*Source extract*
^^^^^^^^

Support

Limit order book construction

Overview

This example demonstrates a complete limit order book implementation for Databento's MBO normalization schema. It handles multiple instruments, here GOOG and GOOGL, across multiple venues that make up Databento Equities Basic:

  • Investors Exchange (IEXG)
  • NYSE Texas (XCHI)
  • NYSE National (XCIS) We use publisher_id to disambiguate between venues.

While this example uses the Historical API, the same implementation can be used with live data by forwarding every MBOMsg to market.apply.

See also
See also

It's recommended to first start with the Order tracking example, which explains each event more in depth.

Design

Orders are stored in a dict for quick retrieval. Each side of the book is a SortedDict to support both random access by price to add, modify, or cancel an order, as well as retrieving the lowest or highest price level for determining the BBO. The values in the SortedDict represent one level and are lists of orders sorted by priority.

^^^^^^^^

*To do*
**A)** Reproduce the records from the line with "Target: white car" through the end of the records, substituting "single marker" for "single point" and keeping everything else unchanged.
**B)** Continue the limit order book text, picking up right after its final sentence.
The records that follow have no connection to the limit order book text.

*Information supplied*
^^^^^^^^

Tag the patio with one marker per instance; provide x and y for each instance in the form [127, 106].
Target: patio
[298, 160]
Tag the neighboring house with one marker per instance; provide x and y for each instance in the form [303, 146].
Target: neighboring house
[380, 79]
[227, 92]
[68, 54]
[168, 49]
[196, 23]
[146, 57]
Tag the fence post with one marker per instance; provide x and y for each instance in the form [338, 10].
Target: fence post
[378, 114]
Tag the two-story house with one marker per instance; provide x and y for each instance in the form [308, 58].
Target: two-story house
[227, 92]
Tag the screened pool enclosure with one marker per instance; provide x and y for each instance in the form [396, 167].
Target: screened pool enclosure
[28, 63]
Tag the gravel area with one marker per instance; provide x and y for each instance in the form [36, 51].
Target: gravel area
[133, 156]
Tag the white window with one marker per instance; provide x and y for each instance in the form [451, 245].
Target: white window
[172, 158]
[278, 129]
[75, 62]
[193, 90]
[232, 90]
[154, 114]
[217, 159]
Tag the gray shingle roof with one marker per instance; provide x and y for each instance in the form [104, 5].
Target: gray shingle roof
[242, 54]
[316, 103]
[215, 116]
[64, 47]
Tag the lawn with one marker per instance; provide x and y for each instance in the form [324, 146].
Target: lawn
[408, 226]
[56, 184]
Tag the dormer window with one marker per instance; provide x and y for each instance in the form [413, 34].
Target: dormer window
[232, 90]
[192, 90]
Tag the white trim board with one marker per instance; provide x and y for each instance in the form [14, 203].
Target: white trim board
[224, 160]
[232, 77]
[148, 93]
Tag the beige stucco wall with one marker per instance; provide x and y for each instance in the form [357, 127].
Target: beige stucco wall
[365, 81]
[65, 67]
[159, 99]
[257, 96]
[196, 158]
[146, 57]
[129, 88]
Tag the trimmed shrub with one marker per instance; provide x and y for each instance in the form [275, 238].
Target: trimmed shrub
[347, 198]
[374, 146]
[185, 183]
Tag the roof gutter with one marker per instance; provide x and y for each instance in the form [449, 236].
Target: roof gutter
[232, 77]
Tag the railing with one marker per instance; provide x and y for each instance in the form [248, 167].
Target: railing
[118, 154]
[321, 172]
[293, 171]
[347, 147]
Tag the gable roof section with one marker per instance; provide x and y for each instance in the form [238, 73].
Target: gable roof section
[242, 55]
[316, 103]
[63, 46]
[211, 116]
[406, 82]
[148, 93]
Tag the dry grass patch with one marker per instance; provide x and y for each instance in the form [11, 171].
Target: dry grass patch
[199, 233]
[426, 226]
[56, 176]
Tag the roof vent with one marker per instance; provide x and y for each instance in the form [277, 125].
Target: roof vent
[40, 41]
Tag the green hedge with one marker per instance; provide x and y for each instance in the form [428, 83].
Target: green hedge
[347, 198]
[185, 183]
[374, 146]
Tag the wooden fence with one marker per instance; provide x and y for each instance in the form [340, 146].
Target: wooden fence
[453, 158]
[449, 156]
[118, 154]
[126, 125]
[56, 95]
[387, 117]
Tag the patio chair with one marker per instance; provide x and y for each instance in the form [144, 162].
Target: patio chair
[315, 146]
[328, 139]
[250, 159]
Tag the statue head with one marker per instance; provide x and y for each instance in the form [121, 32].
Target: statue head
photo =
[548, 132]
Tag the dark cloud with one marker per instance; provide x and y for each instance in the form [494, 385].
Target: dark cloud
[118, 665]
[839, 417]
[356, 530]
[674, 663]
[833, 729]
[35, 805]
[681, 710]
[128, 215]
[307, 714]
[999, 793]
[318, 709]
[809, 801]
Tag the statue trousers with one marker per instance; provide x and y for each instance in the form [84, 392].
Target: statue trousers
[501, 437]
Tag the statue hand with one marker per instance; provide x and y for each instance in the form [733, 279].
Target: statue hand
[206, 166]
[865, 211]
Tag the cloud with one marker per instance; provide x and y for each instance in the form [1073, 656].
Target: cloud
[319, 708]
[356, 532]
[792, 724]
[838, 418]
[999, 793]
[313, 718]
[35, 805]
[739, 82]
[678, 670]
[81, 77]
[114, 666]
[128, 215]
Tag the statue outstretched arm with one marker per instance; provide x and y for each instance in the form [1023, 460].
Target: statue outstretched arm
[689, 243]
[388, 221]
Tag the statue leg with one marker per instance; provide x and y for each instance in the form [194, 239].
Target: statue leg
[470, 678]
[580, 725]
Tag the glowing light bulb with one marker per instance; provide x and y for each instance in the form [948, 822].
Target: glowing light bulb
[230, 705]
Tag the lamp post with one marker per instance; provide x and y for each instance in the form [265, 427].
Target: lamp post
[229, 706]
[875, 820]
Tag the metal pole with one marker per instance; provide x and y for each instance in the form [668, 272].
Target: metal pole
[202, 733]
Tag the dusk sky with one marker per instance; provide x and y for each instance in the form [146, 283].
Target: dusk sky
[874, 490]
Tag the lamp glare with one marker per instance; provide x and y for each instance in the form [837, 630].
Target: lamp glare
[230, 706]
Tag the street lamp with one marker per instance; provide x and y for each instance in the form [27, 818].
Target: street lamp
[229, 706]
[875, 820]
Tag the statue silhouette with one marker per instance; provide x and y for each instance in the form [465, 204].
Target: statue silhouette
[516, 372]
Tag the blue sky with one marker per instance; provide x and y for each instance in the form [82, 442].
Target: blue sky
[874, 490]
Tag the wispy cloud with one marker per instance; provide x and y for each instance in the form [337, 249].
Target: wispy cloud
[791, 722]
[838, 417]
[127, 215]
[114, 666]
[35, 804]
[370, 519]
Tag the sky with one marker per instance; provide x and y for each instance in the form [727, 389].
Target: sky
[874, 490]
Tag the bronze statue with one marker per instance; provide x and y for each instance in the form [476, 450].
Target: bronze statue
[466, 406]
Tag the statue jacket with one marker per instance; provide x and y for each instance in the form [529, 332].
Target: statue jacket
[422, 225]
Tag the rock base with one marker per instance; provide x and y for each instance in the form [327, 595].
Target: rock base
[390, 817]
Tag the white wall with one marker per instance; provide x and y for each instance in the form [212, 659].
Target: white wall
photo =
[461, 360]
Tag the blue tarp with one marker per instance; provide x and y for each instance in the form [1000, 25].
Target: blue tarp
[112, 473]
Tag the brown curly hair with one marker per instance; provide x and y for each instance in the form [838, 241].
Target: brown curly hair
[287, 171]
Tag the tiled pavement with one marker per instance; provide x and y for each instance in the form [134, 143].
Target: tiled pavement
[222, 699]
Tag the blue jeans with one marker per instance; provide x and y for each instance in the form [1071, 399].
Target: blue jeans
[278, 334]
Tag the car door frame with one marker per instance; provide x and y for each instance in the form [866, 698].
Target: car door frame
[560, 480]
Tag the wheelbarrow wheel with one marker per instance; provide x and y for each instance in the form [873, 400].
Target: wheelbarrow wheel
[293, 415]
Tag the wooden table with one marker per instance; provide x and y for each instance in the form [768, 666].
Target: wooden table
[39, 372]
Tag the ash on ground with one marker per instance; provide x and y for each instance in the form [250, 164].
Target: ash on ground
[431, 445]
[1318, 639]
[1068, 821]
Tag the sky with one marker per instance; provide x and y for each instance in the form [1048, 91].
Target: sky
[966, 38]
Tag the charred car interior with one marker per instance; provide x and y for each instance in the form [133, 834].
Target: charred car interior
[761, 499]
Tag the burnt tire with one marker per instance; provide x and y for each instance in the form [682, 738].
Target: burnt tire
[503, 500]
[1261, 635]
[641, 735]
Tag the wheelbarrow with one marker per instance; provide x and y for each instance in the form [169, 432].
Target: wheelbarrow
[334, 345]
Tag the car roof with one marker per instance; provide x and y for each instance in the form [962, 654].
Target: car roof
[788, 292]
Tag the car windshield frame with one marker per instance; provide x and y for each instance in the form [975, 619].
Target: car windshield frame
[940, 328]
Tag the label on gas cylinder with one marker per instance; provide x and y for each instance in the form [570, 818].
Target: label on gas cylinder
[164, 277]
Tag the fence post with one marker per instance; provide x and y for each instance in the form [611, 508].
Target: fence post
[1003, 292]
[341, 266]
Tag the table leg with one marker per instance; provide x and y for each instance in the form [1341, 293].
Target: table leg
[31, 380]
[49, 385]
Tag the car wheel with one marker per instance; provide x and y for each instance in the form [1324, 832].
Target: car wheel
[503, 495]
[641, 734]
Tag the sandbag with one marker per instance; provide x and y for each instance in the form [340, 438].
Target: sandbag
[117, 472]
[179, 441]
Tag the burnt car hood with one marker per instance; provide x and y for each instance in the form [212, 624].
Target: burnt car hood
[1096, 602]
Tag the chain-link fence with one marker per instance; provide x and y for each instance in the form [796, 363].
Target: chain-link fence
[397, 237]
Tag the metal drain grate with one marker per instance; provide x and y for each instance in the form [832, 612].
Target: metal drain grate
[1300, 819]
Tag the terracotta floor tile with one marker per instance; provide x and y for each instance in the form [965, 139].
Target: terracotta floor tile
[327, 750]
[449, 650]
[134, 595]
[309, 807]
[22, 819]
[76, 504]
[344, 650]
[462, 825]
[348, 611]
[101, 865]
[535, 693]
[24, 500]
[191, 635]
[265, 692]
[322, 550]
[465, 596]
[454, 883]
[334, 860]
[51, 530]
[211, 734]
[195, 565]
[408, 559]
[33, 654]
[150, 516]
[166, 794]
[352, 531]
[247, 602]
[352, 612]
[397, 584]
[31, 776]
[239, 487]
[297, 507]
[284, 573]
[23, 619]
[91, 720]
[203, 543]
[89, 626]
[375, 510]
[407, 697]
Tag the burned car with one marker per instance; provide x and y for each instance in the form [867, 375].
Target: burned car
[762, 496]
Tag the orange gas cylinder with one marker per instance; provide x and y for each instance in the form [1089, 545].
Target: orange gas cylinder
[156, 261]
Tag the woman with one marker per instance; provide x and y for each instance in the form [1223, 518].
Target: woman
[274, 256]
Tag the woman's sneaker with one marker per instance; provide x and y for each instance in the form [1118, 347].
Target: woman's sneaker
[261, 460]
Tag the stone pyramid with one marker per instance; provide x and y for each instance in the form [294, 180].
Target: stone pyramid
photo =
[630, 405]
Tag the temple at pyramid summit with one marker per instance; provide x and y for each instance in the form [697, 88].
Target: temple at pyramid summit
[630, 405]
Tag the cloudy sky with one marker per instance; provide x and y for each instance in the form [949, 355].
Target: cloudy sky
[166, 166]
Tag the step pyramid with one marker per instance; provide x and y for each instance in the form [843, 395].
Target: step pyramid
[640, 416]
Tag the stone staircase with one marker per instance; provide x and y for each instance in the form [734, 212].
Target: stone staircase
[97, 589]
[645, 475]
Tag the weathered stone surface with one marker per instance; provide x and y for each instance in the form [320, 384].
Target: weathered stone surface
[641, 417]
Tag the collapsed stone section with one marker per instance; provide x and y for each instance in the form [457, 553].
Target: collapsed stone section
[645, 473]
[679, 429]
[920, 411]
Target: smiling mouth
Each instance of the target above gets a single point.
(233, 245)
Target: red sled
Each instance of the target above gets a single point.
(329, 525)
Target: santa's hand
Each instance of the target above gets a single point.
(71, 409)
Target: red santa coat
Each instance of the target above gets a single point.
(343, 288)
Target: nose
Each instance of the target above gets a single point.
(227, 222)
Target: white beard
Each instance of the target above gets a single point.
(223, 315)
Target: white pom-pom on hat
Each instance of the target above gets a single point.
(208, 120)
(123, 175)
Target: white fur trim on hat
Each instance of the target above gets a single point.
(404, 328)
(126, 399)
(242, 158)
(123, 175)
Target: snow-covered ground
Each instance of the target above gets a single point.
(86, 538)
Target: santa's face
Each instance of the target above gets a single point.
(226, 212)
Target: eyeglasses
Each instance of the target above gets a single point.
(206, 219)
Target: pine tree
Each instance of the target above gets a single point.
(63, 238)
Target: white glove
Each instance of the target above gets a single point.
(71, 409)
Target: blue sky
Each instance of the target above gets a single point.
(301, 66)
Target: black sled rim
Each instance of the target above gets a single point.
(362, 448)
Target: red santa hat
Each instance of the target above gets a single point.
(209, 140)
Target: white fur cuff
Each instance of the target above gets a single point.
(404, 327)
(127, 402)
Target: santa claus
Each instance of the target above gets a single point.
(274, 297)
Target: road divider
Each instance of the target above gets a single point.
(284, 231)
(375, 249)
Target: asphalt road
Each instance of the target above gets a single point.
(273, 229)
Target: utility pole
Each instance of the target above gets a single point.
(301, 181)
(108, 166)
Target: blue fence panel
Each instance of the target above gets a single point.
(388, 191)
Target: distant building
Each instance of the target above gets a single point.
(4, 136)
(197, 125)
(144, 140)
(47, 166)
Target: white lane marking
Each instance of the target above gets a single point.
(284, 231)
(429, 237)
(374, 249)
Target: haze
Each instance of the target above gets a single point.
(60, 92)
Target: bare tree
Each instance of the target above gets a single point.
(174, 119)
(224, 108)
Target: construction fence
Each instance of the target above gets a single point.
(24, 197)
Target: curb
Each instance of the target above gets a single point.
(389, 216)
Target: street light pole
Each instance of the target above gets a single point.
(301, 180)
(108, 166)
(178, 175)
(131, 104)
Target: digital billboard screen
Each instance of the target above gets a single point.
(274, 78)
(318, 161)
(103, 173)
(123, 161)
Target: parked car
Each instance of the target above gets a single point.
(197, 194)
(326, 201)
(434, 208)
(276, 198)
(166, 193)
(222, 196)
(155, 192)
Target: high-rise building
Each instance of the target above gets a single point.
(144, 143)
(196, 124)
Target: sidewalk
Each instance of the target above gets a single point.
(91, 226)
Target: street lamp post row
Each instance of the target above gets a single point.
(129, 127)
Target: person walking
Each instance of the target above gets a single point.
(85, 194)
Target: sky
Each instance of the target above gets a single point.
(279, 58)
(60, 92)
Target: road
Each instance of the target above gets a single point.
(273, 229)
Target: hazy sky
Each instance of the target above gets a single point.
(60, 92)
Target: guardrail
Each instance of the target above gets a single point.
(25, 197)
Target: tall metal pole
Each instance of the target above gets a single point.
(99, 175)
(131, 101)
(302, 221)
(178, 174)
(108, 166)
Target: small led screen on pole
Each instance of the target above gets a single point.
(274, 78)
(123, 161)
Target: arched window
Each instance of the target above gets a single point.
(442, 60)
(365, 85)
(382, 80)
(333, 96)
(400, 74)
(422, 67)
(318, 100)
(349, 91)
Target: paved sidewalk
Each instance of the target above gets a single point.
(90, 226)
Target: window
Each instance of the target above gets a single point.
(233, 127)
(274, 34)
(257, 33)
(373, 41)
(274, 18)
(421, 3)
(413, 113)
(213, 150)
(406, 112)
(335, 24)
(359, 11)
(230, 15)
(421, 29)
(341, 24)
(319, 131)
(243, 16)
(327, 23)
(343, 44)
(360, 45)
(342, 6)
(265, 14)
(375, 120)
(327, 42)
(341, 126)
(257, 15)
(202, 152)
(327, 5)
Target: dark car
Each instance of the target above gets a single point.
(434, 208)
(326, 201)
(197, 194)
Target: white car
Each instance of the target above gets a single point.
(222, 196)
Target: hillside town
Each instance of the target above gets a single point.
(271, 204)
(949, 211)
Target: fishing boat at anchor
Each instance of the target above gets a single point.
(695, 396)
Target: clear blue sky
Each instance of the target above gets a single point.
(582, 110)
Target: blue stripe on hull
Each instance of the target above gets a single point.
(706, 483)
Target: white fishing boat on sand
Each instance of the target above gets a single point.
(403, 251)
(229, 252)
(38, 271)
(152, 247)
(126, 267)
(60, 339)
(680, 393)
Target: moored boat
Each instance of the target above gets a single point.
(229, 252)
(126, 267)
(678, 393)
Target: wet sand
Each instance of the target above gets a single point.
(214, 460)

^^^^^^^^

*Expected results*
**A)**
Target: white car
Each instance of the target above gets a single marker.
(222, 196)
Target: hillside town
Each instance of the target above gets a single marker.
(271, 204)
(949, 211)
Target: fishing boat at anchor
Each instance of the target above gets a single marker.
(695, 396)
Target: clear blue sky
Each instance of the target above gets a single marker.
(582, 110)
Target: blue stripe on hull
Each instance of the target above gets a single marker.
(706, 483)
Target: white fishing boat on sand
Each instance of the target above gets a single marker.
(403, 251)
(229, 252)
(38, 271)
(152, 247)
(126, 267)
(60, 339)
(680, 393)
Target: moored boat
Each instance of the target above gets a single marker.
(229, 252)
(126, 267)
(678, 393)
Target: wet sand
Each instance of the target above gets a single marker.
(214, 460)

**B)**
Investors Exchange and NYSE National only provide top-of-book information meaning their MBO data is normalized differently. Each Add message indicates the new top-of-book and replaces all levels on that side. Add messages with an UNDEF_PRICE price indicate there's no depth for that side of the book. The final special case comes when calculating the number of orders for a level since top-of-book updates don't correspond with individual orders.

Dependencies

This example takes advantage of the sortedcontainers package for performant lists and dicts. The SortedDict hybrid data structures balances the performance of random access to handle order book events with the typical pattern of checking the top of book.

Example

from __future__ import annotations
import os
from collections import defaultdict
from dataclasses import dataclass, field
from itertools import takewhile
import databento as db
from sortedcontainers import SortedDict

@dataclass
class PriceLevel:
    price: int
    size: int = 0
    count: int = 0

    def __str__(self) -> str:
        price = self.price / db.FIXED_PRICE_SCALE
        return f"{self.size:4} @ {price:6.2f} | {self.count:2} order(s)"


@dataclass
class LevelOrders:
    price: int
    orders: list[db.MBOMsg] = field(default_factory=list, compare=False)

    def __bool__(self) -> bool:
        return bool(self.orders)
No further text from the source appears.